EXERCISE TEXT:
----------------
7-8% Growth In Medium Term Must For Sustainable Debt Path, Says NK Singh
Achieving 7-8 percent growth in the medium term is critical and central to move towards a sustainable debt trajectory, Chairman of 15th Finance Commission NK Singh.
“Going to next year, we must not have that monotonic behaviour that it’s a base year correction,” he told reporters in Delhi today. “Important to see how sustainable it is to grow in the medium term and achieve 7-8% growth.”
All extra borrowing by states and the centre will have implications on debt, and achieving sustainable debt trajectory will be challenging in the medium term, Singh said. The path to sustainable debt will be contingent upon growth, he said.
The central government has increased its borrowing for the current fiscal to Rs 12 lakh crore from Rs 7.8 lakh crore, and allowed states to borrow up to 5 percent of their GDP that’s contingent on certain conditions.
“Need to push growth trajectory in the medium term to much higher number that enables us to manage much higher debt,” Singh said.
Singh was speaking after the meeting of a sub-committee of 15th Finance Commission to review the fiscal consolidation roadmap of the government. A statement issued by the committee said central and state governments will have to make substantive expenditures to tackle the unprecedented situation caused by the coronavirus pandemic. “This coupled with the downward pressure on economic activity caused by the pandemic will impact the debt to GDP ratio of the general government,” the statement said.
The panel to review fiscal framework, also chaired by Singh, had suggested paring government debt to 60 percent of GDP by financial year 2023, with 20 percent being earmarked for states.
Singh said that the central government has adhered to the architecture of fiscal federalism by allowing states to borrow more.
However, it’s not binding on them to use this additional facility to borrow. The conditions attached to extra borrowing by states was recommended by 15th Finance Commission in its first report, too. To borrow over 3.5 percent of GDP states need to implement reforms such as One Nation One Ration Card scheme, ease of doing business, reforms of power sector distribution companies and reforms of urban local bodies.
----------------
DATASET EXTRACT:
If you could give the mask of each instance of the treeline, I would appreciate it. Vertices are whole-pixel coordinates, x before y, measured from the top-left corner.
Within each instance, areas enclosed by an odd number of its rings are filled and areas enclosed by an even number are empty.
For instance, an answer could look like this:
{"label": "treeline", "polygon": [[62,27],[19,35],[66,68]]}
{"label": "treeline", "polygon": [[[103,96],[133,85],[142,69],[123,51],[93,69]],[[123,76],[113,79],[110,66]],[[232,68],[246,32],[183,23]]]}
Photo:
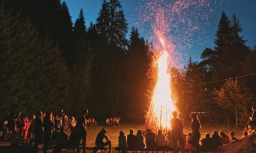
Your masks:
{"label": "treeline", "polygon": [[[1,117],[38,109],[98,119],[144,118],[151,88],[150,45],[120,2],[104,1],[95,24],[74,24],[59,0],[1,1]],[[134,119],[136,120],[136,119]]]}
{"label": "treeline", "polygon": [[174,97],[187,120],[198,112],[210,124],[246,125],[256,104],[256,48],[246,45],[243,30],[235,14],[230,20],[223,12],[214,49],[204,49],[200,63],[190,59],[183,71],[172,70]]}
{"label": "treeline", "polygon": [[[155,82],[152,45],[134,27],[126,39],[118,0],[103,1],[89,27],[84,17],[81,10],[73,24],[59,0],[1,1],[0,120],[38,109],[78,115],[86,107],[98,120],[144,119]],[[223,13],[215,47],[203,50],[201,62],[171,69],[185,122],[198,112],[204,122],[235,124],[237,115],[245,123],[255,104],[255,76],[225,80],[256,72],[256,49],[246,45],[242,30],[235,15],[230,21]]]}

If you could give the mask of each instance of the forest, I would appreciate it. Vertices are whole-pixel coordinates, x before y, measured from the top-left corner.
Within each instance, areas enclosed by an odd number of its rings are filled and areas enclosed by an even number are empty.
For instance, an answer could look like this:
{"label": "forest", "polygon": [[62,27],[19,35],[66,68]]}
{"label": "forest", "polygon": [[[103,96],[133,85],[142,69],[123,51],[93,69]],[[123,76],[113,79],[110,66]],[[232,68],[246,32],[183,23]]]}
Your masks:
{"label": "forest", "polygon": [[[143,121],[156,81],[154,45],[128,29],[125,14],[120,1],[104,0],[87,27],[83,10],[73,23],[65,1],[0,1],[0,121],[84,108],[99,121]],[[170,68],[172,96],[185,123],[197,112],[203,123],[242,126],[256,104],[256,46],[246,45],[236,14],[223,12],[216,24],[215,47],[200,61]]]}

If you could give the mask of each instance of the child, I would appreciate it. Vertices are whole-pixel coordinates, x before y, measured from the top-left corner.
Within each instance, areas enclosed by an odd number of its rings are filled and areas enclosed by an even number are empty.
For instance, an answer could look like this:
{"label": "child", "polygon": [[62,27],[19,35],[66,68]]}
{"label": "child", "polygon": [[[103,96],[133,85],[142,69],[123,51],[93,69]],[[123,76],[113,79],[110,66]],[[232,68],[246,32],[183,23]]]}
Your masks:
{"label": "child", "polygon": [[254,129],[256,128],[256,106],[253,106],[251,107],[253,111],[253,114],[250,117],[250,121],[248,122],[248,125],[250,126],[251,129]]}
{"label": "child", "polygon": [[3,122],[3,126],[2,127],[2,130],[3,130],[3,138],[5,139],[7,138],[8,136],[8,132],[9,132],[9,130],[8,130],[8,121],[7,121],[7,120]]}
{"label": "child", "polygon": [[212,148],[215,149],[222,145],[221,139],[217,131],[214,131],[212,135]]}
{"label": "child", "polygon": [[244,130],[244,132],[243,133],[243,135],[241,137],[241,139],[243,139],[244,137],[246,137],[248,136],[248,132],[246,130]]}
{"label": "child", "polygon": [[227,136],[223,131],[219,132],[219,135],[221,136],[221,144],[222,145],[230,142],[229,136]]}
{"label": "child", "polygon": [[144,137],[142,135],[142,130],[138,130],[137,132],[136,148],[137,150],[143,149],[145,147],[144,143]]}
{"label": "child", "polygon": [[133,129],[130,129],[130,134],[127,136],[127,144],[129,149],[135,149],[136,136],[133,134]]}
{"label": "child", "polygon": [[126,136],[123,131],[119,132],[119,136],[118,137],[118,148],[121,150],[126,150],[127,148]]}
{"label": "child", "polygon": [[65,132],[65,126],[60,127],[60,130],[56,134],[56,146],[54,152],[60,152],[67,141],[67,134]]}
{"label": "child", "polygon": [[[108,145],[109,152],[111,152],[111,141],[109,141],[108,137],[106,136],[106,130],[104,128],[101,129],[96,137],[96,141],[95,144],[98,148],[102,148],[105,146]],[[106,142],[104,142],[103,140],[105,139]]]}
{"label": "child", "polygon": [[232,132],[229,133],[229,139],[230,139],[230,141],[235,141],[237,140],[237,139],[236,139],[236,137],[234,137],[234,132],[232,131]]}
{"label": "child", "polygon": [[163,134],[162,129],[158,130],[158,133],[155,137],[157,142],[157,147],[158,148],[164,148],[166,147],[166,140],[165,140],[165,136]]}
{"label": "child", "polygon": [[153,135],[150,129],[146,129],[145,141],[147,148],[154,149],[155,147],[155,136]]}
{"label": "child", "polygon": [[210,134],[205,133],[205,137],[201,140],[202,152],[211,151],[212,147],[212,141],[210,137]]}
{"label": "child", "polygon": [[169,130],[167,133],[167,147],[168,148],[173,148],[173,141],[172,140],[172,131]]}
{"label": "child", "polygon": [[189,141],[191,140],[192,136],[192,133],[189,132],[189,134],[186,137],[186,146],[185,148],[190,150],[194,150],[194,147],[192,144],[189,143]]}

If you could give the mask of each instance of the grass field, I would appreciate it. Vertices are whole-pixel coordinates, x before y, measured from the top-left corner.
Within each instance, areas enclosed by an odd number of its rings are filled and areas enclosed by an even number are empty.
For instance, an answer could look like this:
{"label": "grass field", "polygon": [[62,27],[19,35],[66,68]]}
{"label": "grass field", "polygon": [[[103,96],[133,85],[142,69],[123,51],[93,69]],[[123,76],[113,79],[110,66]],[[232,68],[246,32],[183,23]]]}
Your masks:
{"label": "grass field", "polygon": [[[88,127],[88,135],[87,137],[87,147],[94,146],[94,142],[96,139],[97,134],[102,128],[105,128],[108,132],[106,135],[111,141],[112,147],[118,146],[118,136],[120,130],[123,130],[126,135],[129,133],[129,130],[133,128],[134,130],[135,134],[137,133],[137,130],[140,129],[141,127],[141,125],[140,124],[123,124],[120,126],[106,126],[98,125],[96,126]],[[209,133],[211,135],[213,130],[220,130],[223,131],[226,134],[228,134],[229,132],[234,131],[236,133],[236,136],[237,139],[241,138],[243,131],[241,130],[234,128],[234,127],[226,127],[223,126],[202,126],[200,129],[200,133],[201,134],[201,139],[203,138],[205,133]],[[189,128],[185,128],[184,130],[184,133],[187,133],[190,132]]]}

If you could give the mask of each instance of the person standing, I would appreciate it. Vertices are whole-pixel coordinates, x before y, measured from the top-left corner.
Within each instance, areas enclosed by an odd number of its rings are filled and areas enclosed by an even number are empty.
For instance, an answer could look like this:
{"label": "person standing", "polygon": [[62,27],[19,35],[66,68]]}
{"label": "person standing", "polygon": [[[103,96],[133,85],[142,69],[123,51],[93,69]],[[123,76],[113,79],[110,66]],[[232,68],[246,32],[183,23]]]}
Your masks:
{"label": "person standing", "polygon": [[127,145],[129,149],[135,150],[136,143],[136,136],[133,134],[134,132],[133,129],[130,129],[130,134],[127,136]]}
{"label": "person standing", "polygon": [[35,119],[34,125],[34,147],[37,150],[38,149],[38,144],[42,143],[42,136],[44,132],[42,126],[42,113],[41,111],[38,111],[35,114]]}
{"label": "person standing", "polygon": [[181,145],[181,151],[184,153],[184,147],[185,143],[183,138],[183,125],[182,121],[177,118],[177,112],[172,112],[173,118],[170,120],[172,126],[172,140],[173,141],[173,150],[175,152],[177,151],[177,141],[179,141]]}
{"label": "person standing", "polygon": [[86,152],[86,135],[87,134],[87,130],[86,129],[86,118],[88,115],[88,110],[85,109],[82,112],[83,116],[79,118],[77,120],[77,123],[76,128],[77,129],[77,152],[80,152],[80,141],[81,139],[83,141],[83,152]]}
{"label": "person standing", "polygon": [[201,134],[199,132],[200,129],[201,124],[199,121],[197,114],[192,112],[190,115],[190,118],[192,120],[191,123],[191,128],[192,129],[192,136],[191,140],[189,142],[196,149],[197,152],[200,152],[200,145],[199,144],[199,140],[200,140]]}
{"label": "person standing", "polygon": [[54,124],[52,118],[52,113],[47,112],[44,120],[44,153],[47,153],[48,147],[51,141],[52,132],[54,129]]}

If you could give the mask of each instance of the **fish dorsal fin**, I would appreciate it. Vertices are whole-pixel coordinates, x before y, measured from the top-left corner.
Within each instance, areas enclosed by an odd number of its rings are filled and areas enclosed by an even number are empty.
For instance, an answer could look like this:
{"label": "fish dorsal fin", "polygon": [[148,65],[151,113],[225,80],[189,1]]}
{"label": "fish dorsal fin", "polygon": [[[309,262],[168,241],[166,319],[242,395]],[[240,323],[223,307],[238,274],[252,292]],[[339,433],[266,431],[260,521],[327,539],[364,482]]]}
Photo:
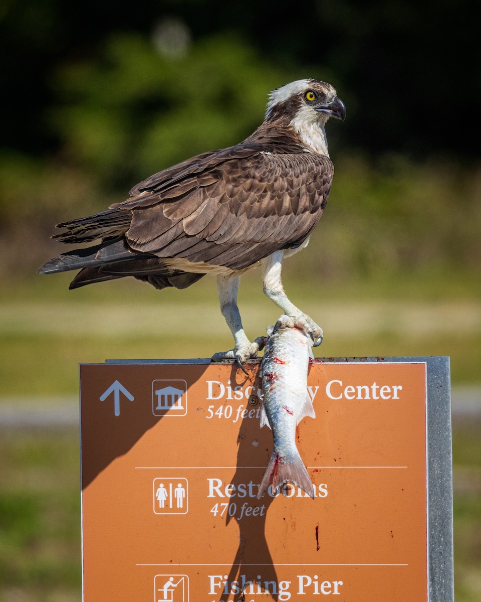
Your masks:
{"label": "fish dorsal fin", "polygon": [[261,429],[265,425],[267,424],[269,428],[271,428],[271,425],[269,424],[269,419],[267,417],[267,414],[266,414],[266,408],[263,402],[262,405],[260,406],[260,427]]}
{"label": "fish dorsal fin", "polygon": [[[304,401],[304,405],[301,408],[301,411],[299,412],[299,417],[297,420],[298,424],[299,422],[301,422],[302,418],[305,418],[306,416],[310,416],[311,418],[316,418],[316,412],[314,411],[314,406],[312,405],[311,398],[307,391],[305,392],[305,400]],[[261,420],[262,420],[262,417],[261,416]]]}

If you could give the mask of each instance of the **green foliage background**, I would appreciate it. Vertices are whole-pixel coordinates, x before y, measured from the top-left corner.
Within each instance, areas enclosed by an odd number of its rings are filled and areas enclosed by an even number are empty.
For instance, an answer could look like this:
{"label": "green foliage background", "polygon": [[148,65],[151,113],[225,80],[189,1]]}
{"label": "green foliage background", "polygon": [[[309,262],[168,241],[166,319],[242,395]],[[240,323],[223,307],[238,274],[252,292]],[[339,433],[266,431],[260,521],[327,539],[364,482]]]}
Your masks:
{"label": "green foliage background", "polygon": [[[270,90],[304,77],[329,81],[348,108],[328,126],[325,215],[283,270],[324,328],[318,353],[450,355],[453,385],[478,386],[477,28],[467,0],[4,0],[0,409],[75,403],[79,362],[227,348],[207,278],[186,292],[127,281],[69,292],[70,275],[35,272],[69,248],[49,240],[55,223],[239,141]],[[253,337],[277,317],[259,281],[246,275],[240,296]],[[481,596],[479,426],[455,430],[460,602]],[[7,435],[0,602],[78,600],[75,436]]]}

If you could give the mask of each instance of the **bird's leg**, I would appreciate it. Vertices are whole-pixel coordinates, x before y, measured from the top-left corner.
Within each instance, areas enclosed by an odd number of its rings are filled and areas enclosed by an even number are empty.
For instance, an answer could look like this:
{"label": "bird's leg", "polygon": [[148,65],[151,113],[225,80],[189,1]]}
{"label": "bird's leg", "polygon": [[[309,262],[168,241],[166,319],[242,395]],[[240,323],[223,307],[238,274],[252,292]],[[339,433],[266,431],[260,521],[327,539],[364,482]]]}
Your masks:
----------------
Rewrite everything in the news item on debt and growth from "All extra borrowing" down to "on certain conditions.", changing "central government" to "Union government". The records have no connection to the news item on debt and growth.

OUTPUT OF THE EXERCISE:
All extra borrowing by states and the centre will have implications on debt, and achieving sustainable debt trajectory will be challenging in the medium term, Singh said. The path to sustainable debt will be contingent upon growth, he said.
The Union government has increased its borrowing for the current fiscal to Rs 12 lakh crore from Rs 7.8 lakh crore, and allowed states to borrow up to 5 percent of their GDP that’s contingent on certain conditions.